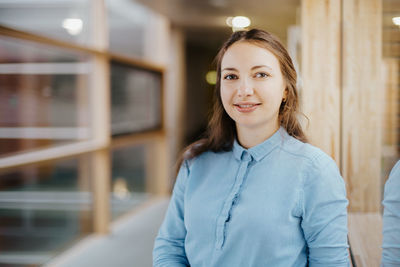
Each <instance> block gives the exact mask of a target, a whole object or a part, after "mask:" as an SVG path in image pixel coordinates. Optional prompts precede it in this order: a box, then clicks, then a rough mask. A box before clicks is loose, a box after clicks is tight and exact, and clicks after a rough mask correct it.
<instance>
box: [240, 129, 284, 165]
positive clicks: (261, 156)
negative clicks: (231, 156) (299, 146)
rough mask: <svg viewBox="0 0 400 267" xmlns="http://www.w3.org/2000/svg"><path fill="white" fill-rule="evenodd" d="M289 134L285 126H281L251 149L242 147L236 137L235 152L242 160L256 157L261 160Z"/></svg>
mask: <svg viewBox="0 0 400 267" xmlns="http://www.w3.org/2000/svg"><path fill="white" fill-rule="evenodd" d="M287 136H288V133H287V132H286V130H285V128H283V127H280V128H279V129H278V131H276V132H275V133H274V134H273V135H272V136H271V137H270V138H268V139H267V140H265V141H264V142H262V143H261V144H258V145H256V146H254V147H252V148H249V149H245V148H244V147H242V146H241V145H240V144H239V143H238V141H237V140H236V139H235V141H234V143H233V154H234V156H235V158H236V159H238V160H240V161H242V160H244V161H248V160H251V158H253V159H255V160H256V161H260V160H262V159H263V158H264V157H265V156H267V155H268V154H269V153H270V152H271V151H272V150H273V149H274V148H275V147H276V146H277V145H279V144H280V143H282V142H283V141H284V140H285V139H286V137H287ZM249 156H251V157H249Z"/></svg>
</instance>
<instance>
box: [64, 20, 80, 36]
mask: <svg viewBox="0 0 400 267" xmlns="http://www.w3.org/2000/svg"><path fill="white" fill-rule="evenodd" d="M62 26H63V28H64V29H65V30H66V31H67V32H68V33H69V34H71V35H78V34H80V33H81V31H82V26H83V21H82V20H81V19H77V18H68V19H64V20H63V23H62Z"/></svg>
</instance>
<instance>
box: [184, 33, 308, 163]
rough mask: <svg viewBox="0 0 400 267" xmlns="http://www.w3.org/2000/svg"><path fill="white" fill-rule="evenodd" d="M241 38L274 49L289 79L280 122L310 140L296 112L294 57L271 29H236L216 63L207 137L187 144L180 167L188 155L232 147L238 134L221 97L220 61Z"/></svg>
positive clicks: (279, 119)
mask: <svg viewBox="0 0 400 267" xmlns="http://www.w3.org/2000/svg"><path fill="white" fill-rule="evenodd" d="M238 41H242V42H243V41H245V42H249V43H252V44H255V45H258V46H260V47H262V48H265V49H267V50H268V51H270V52H271V53H273V54H274V55H275V56H276V58H277V59H278V61H279V65H280V69H281V72H282V76H283V78H284V80H285V82H286V90H287V97H286V101H285V102H282V103H281V106H280V109H279V121H280V125H281V126H282V127H283V128H285V129H286V131H287V132H288V134H289V135H291V136H293V137H294V138H296V139H298V140H300V141H302V142H307V138H306V136H305V134H304V132H303V130H302V128H301V125H300V123H299V121H298V118H297V116H298V115H299V111H298V109H299V97H298V93H297V86H296V82H297V73H296V70H295V68H294V65H293V62H292V59H291V58H290V56H289V53H288V52H287V51H286V49H285V47H284V46H283V45H282V44H281V42H280V41H279V39H278V38H277V37H275V36H274V35H272V34H270V33H269V32H266V31H263V30H259V29H252V30H249V31H237V32H234V33H233V34H232V35H231V37H230V38H229V39H228V40H227V41H226V42H225V43H224V44H223V46H222V48H221V49H220V50H219V52H218V54H217V56H216V58H215V60H216V63H217V81H216V85H215V91H214V105H213V110H212V114H211V118H210V120H209V122H208V127H207V130H206V132H205V135H204V138H202V139H200V140H198V141H197V142H194V143H192V144H191V145H189V146H187V147H186V148H185V150H184V152H183V153H182V155H181V157H180V159H179V160H178V162H177V163H178V167H179V166H180V165H181V164H182V161H183V160H185V159H191V158H194V157H196V156H198V155H200V154H201V153H203V152H205V151H213V152H219V151H229V150H231V149H232V145H233V141H234V140H235V138H236V127H235V122H234V121H233V120H232V119H231V118H230V117H229V115H228V114H227V113H226V111H225V109H224V107H223V105H222V100H221V94H220V89H221V61H222V58H223V56H224V55H225V52H226V51H227V50H228V48H229V47H230V46H231V45H233V44H234V43H236V42H238Z"/></svg>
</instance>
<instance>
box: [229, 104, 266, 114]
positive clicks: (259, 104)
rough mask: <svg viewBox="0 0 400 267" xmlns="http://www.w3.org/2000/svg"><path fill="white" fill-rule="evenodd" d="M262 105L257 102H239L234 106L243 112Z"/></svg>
mask: <svg viewBox="0 0 400 267" xmlns="http://www.w3.org/2000/svg"><path fill="white" fill-rule="evenodd" d="M260 105H261V103H255V102H239V103H235V104H233V106H234V107H235V108H236V110H237V111H239V112H242V113H249V112H253V111H254V110H256V109H257V108H258V106H260Z"/></svg>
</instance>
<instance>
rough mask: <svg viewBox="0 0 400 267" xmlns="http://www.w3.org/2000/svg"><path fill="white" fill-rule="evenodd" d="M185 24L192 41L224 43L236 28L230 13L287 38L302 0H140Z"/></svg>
mask: <svg viewBox="0 0 400 267" xmlns="http://www.w3.org/2000/svg"><path fill="white" fill-rule="evenodd" d="M136 2H139V3H141V4H143V5H145V6H147V7H149V8H151V9H152V10H154V11H156V12H158V13H161V14H163V15H165V16H166V17H168V18H169V19H170V21H171V22H172V24H173V25H174V26H177V27H181V28H182V29H183V30H184V32H185V33H186V38H187V40H188V41H189V42H191V41H192V42H196V43H197V44H200V45H201V44H203V45H207V46H215V45H218V46H219V45H220V44H221V43H222V42H223V41H224V40H225V39H226V38H227V36H229V35H230V34H231V33H232V31H231V29H230V28H229V27H228V26H227V25H226V23H225V21H226V18H227V17H229V16H239V15H240V16H247V17H249V18H250V19H251V22H252V24H251V26H250V27H251V28H262V29H265V30H268V31H270V32H272V33H274V34H275V35H277V36H279V37H280V38H281V39H282V41H283V42H285V39H286V31H287V28H288V26H290V25H293V24H296V20H298V18H299V16H297V15H296V14H297V13H298V11H299V8H300V0H280V1H274V0H246V1H243V0H136Z"/></svg>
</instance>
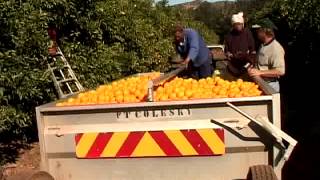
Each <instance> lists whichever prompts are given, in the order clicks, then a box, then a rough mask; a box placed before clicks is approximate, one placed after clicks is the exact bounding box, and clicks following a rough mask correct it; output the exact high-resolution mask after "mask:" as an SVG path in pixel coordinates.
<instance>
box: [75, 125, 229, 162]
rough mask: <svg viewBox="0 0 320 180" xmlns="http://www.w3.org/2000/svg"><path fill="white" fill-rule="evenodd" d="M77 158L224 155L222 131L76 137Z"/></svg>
mask: <svg viewBox="0 0 320 180" xmlns="http://www.w3.org/2000/svg"><path fill="white" fill-rule="evenodd" d="M75 142H76V155H77V157H78V158H87V159H90V158H119V157H126V158H129V157H165V156H171V157H180V156H213V155H222V154H224V153H225V145H224V131H223V129H188V130H166V131H136V132H106V133H82V134H76V136H75Z"/></svg>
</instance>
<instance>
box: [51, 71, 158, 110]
mask: <svg viewBox="0 0 320 180" xmlns="http://www.w3.org/2000/svg"><path fill="white" fill-rule="evenodd" d="M159 76H160V73H159V72H154V73H148V74H147V75H143V76H137V77H129V78H127V79H121V80H119V81H114V82H112V83H111V84H108V85H101V86H99V87H98V88H97V89H96V90H91V91H88V92H83V93H80V94H78V95H77V96H76V97H74V98H69V99H67V100H66V101H64V102H59V103H57V104H56V105H57V106H75V105H90V104H109V103H136V102H144V101H146V97H147V93H148V87H147V84H148V80H150V79H154V78H156V77H159Z"/></svg>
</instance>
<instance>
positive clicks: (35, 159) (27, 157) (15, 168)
mask: <svg viewBox="0 0 320 180" xmlns="http://www.w3.org/2000/svg"><path fill="white" fill-rule="evenodd" d="M39 164H40V149H39V143H33V144H31V145H30V147H29V148H27V149H21V150H19V157H18V159H17V161H16V162H15V163H10V164H6V165H4V166H3V177H4V179H8V178H10V177H13V176H15V175H16V174H18V173H22V172H30V171H37V170H39ZM0 180H1V178H0Z"/></svg>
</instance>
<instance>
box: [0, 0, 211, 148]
mask: <svg viewBox="0 0 320 180" xmlns="http://www.w3.org/2000/svg"><path fill="white" fill-rule="evenodd" d="M184 14H185V13H184V12H183V11H181V10H178V9H175V8H172V7H169V6H168V5H167V2H166V1H161V2H159V3H157V4H155V3H154V2H153V1H152V0H130V1H129V0H112V1H105V0H104V1H102V0H95V1H92V0H46V1H44V0H29V1H14V0H6V1H1V2H0V103H1V104H0V137H4V134H7V135H10V137H14V136H12V135H15V136H16V137H17V138H20V139H21V137H28V136H27V135H28V134H27V132H28V131H30V130H34V128H32V127H34V126H32V124H34V123H33V120H34V119H35V113H34V108H35V107H36V106H38V105H41V104H43V103H47V102H50V101H52V100H54V99H55V90H54V88H53V84H52V82H51V79H50V74H49V73H48V72H47V71H46V68H47V65H46V58H47V47H48V44H49V38H48V37H47V28H48V27H49V26H53V27H55V28H56V29H57V32H58V40H59V41H58V43H59V46H60V47H61V49H62V50H63V52H64V54H65V56H66V57H67V59H68V60H69V62H70V64H71V65H72V68H73V69H74V70H75V72H76V75H77V76H78V77H79V79H80V81H81V83H82V84H83V85H84V86H85V87H86V88H93V87H96V86H97V85H98V84H104V83H107V82H110V81H112V80H115V79H118V78H122V77H124V76H127V75H130V74H134V73H138V72H148V71H153V70H155V71H167V70H168V68H169V64H168V59H169V57H170V56H171V55H172V53H173V48H172V34H171V29H172V27H173V25H174V24H175V22H176V21H180V22H183V23H185V24H187V25H190V26H191V27H194V28H196V29H199V30H200V32H201V33H202V34H204V36H205V37H206V39H207V40H208V41H210V42H214V41H215V40H216V39H215V38H216V35H215V34H214V32H212V31H210V30H208V28H207V27H206V26H204V25H203V24H202V23H199V22H195V21H193V20H192V19H191V18H189V17H188V16H187V15H184ZM31 132H34V131H31ZM33 134H34V133H33ZM4 140H5V138H1V142H0V143H2V142H3V141H4Z"/></svg>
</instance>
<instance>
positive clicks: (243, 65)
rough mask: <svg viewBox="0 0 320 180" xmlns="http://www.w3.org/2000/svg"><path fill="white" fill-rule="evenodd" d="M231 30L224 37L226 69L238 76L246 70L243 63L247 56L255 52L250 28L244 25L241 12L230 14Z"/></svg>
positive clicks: (245, 62)
mask: <svg viewBox="0 0 320 180" xmlns="http://www.w3.org/2000/svg"><path fill="white" fill-rule="evenodd" d="M231 23H232V30H231V32H230V33H229V34H228V35H227V36H226V39H225V52H226V56H227V58H228V59H229V60H230V61H229V62H228V66H227V68H228V71H229V72H230V73H231V74H232V75H233V76H240V75H242V74H243V73H245V72H246V69H245V68H244V65H245V64H247V62H248V60H250V59H249V58H248V57H249V56H250V55H252V54H255V53H256V51H255V43H254V38H253V36H252V33H251V32H250V30H248V29H247V28H245V27H244V18H243V13H242V12H239V13H238V14H234V15H232V18H231Z"/></svg>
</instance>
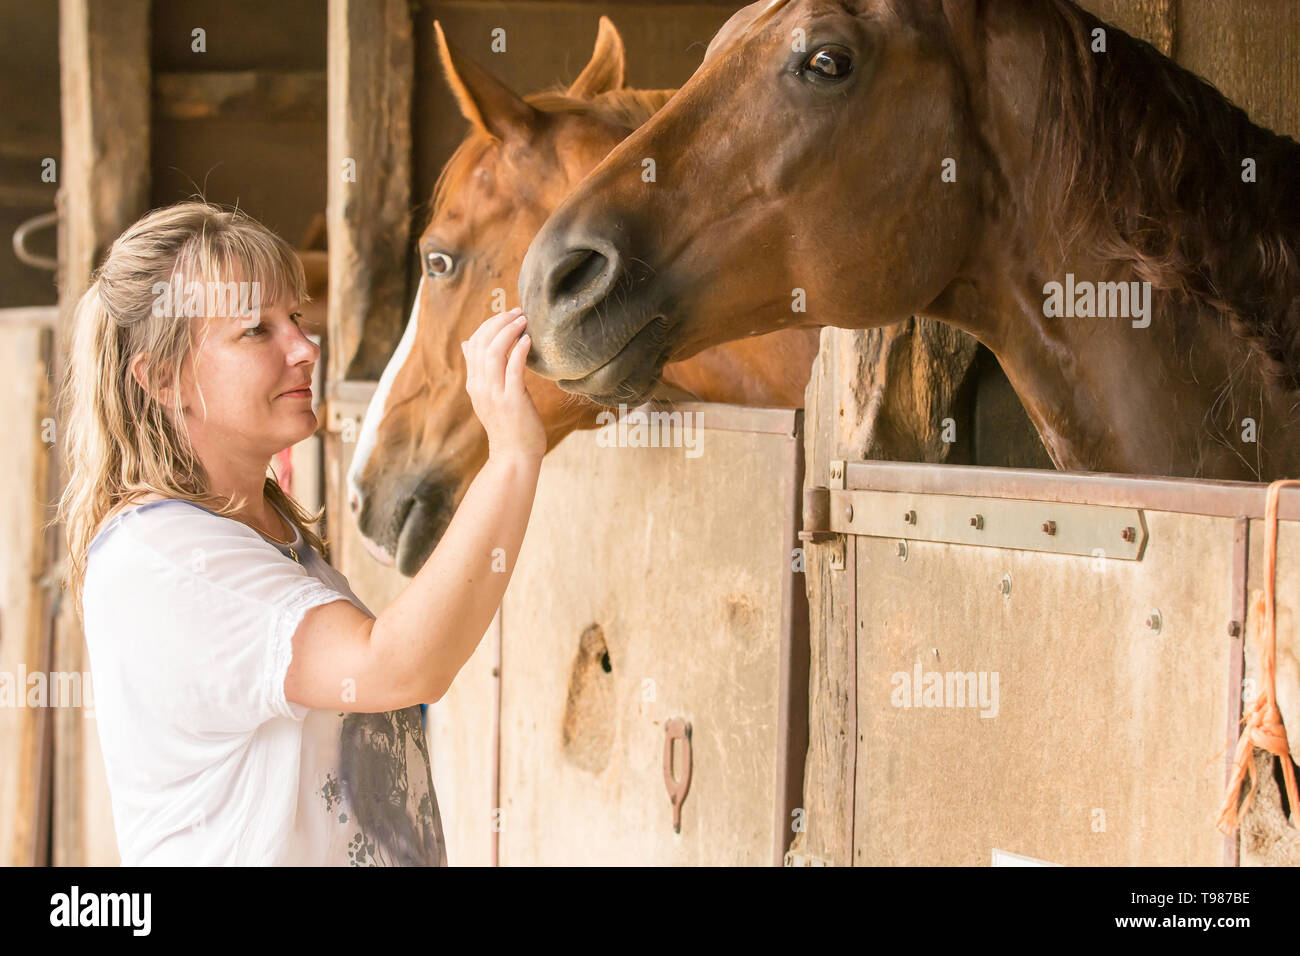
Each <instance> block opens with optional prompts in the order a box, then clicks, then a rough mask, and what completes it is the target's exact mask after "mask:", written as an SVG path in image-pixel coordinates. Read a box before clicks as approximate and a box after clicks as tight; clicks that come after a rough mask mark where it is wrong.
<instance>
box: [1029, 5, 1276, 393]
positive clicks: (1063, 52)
mask: <svg viewBox="0 0 1300 956" xmlns="http://www.w3.org/2000/svg"><path fill="white" fill-rule="evenodd" d="M1036 9H1037V10H1039V14H1040V16H1039V17H1037V20H1039V21H1040V22H1041V26H1043V36H1044V39H1045V42H1047V56H1045V59H1044V62H1047V64H1048V66H1047V68H1045V69H1044V72H1043V78H1044V83H1043V94H1041V100H1040V112H1039V116H1037V120H1036V135H1035V140H1036V148H1037V150H1039V151H1040V155H1039V157H1037V160H1039V161H1037V163H1036V169H1039V170H1041V173H1040V176H1041V177H1043V178H1041V179H1040V181H1039V183H1037V190H1036V194H1037V195H1039V196H1040V198H1043V199H1045V200H1047V202H1048V203H1049V206H1052V207H1053V208H1050V209H1049V215H1050V216H1052V221H1054V224H1056V228H1057V230H1058V234H1060V237H1061V241H1062V242H1063V243H1071V242H1082V243H1083V245H1084V247H1086V248H1089V250H1092V251H1095V252H1097V254H1100V255H1101V256H1104V258H1105V259H1113V260H1126V261H1131V263H1132V265H1134V268H1135V272H1136V274H1138V278H1139V280H1145V281H1149V282H1151V284H1152V287H1153V289H1161V290H1166V291H1170V293H1174V294H1178V295H1183V297H1187V298H1188V299H1195V300H1199V302H1203V303H1205V304H1206V306H1209V307H1212V308H1217V310H1221V311H1222V312H1223V313H1226V315H1227V316H1229V321H1230V324H1231V328H1232V330H1234V333H1235V334H1238V336H1240V337H1242V338H1244V339H1248V341H1251V342H1252V343H1253V345H1255V347H1256V350H1257V351H1258V354H1260V356H1261V359H1262V363H1264V371H1265V373H1266V375H1268V376H1269V378H1270V380H1271V381H1274V382H1275V384H1278V385H1279V386H1282V388H1284V389H1287V390H1288V392H1290V390H1296V389H1300V299H1297V294H1300V144H1297V143H1296V142H1295V140H1294V139H1291V138H1290V137H1282V135H1278V134H1275V133H1271V131H1270V130H1266V129H1262V127H1260V126H1256V125H1255V124H1252V122H1251V120H1249V118H1248V117H1247V114H1245V113H1244V112H1243V111H1242V109H1239V108H1238V107H1235V105H1232V104H1231V103H1230V101H1229V100H1227V99H1226V98H1225V96H1223V95H1222V94H1219V92H1218V91H1217V90H1216V88H1214V87H1212V86H1210V85H1209V83H1206V82H1205V81H1204V79H1201V78H1200V77H1197V75H1196V74H1193V73H1191V72H1188V70H1186V69H1183V68H1180V66H1178V65H1177V64H1175V62H1173V61H1171V60H1169V59H1167V57H1165V56H1162V55H1161V53H1160V52H1158V51H1157V49H1154V48H1153V47H1152V46H1151V44H1148V43H1144V42H1143V40H1139V39H1135V38H1132V36H1130V35H1128V34H1125V33H1123V31H1121V30H1118V29H1117V27H1113V26H1109V25H1106V23H1102V22H1101V21H1099V20H1097V18H1096V17H1093V16H1092V14H1089V13H1087V12H1084V10H1082V9H1080V8H1079V7H1076V5H1075V4H1074V3H1071V1H1070V0H1044V1H1043V3H1041V4H1039V5H1037V7H1036ZM1095 27H1102V29H1105V36H1106V52H1105V53H1093V52H1092V48H1091V47H1092V31H1093V29H1095ZM1247 157H1251V159H1253V160H1255V161H1256V166H1257V181H1256V182H1253V183H1248V182H1243V178H1242V170H1243V165H1242V164H1243V160H1244V159H1247Z"/></svg>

__Exercise instructions__: Write out again exactly the lines above from the one with "positive clicks: (245, 62)" through the one with "box: [1029, 5, 1276, 393]", adding no other lines and no pictures.

__Response for this exercise__:
positive clicks: (245, 62)
mask: <svg viewBox="0 0 320 180" xmlns="http://www.w3.org/2000/svg"><path fill="white" fill-rule="evenodd" d="M231 23H232V30H231V32H230V33H229V34H228V35H227V36H226V39H225V52H226V56H227V58H228V59H229V60H230V61H229V62H228V66H227V68H228V71H229V72H230V73H231V74H232V75H233V76H240V75H242V74H243V73H245V72H246V69H245V68H244V65H245V64H247V62H248V60H250V59H249V58H248V57H249V56H250V55H252V54H255V53H256V51H255V43H254V38H253V36H252V33H251V32H250V30H248V29H247V28H245V27H244V18H243V13H242V12H239V13H238V14H234V15H232V18H231Z"/></svg>
</instance>
Each <instance> block opens with optional prompts in the order a box, then clicks, then a rough mask, and what completes it is the target's exact mask after "mask:", written as an SVG path in image-pixel coordinates. Read a box before clicks as approximate and a box after clicks as tight; clicks that come after a rough mask mark where it is wrong.
<instance>
box: [1029, 5, 1276, 393]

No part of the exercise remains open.